----- TEXTO FORNECIDO -----
“A despeito da sentença proferida em sede de dúvida, o prejudicado poderá se valer da esfera contenciosa. Afinal, o procedimento de dúvida tem natureza administrativa, não fazendo coisa julgada, além de ter caráter sumaríssimo, não admitindo produção probatória.
Em todo caso, da sentença administrativa caberá recurso de apelação, julgado pelo órgão recursal fixado nas Leis de Organização Judiciária. Ante a omissão da lei quanto ao prazo recursal, aplica-se a regra comum do Código de Processo Civil, prevendo o prazo de quinze dias corridos a partir da intimação[1] (art. 1.009, § 2º).
A apelação deve ser dirigida ao juízo de primeiro grau dos registros (art. 1.010 do CPC), sem que haja remessa ao tribunal das contrarrazões. Embora se intime o oficial da decisão proferida, este não tem legitimidade recursal. Na sequência, os autos serão remetidos ao órgão julgador do recurso, independentemente de juízo de admissibilidade.
-----
## INSTRUÇÃO 1
De acordo com o texto fornecido, qual é o prazo para a interposição de apelação contra a sentença administrativa?
----- DADOS DO EXERCÍCIO -----
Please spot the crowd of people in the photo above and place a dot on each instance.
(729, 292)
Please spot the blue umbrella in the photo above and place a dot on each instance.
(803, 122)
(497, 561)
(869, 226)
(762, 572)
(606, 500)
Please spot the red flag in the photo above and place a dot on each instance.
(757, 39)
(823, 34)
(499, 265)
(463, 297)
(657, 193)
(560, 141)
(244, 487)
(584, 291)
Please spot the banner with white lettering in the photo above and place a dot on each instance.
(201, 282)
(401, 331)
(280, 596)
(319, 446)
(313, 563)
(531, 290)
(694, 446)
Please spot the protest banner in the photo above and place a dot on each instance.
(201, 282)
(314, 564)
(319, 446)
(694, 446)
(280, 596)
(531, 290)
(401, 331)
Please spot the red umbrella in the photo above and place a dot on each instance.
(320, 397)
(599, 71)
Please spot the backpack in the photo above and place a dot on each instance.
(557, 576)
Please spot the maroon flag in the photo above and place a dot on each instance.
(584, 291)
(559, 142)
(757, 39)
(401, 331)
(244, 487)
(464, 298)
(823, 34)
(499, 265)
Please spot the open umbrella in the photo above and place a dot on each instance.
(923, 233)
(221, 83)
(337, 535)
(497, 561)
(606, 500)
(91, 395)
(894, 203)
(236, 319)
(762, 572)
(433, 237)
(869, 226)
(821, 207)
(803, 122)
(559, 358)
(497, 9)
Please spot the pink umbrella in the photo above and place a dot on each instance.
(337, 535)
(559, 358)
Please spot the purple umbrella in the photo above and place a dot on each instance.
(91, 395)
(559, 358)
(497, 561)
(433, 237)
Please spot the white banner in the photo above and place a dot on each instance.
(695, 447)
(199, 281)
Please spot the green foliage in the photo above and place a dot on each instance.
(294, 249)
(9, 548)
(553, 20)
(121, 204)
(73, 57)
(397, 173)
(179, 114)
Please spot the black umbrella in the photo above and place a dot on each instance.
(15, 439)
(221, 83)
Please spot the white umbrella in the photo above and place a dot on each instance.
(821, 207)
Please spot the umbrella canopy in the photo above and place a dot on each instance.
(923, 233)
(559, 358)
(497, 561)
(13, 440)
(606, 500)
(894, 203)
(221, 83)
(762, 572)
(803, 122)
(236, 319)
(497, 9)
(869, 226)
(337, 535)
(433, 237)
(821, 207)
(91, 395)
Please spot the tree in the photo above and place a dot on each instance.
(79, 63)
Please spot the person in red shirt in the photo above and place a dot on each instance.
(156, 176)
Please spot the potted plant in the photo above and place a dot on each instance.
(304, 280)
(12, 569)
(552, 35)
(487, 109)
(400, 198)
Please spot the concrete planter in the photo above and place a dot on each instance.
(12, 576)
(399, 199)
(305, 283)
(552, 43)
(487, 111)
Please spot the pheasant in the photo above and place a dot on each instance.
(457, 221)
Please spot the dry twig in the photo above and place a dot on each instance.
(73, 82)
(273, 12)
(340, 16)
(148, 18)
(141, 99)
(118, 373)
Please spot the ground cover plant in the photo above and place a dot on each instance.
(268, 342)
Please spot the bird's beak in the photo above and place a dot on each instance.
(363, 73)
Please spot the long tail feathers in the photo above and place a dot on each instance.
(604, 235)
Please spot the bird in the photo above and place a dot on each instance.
-----
## INSTRUÇÃO 2
Filtre as entradas, copiando todas as linhas que contenham a palavra "umbrella". Diferencie maiúsculas de minúsculas.

## RESOLUÇÃO DA TAREFA 1
Quinze dias corridos a partir da intimação.

## RESOLUÇÃO DA TAREFA 2
Please spot the blue umbrella in the photo above and place a dot on each instance.
Please spot the red umbrella in the photo above and place a dot on each instance.
Please spot the open umbrella in the photo above and place a dot on each instance.
Please spot the pink umbrella in the photo above and place a dot on each instance.
Please spot the purple umbrella in the photo above and place a dot on each instance.
Please spot the black umbrella in the photo above and place a dot on each instance.
Please spot the white umbrella in the photo above and place a dot on each instance.
Please spot the umbrella canopy in the photo above and place a dot on each instance.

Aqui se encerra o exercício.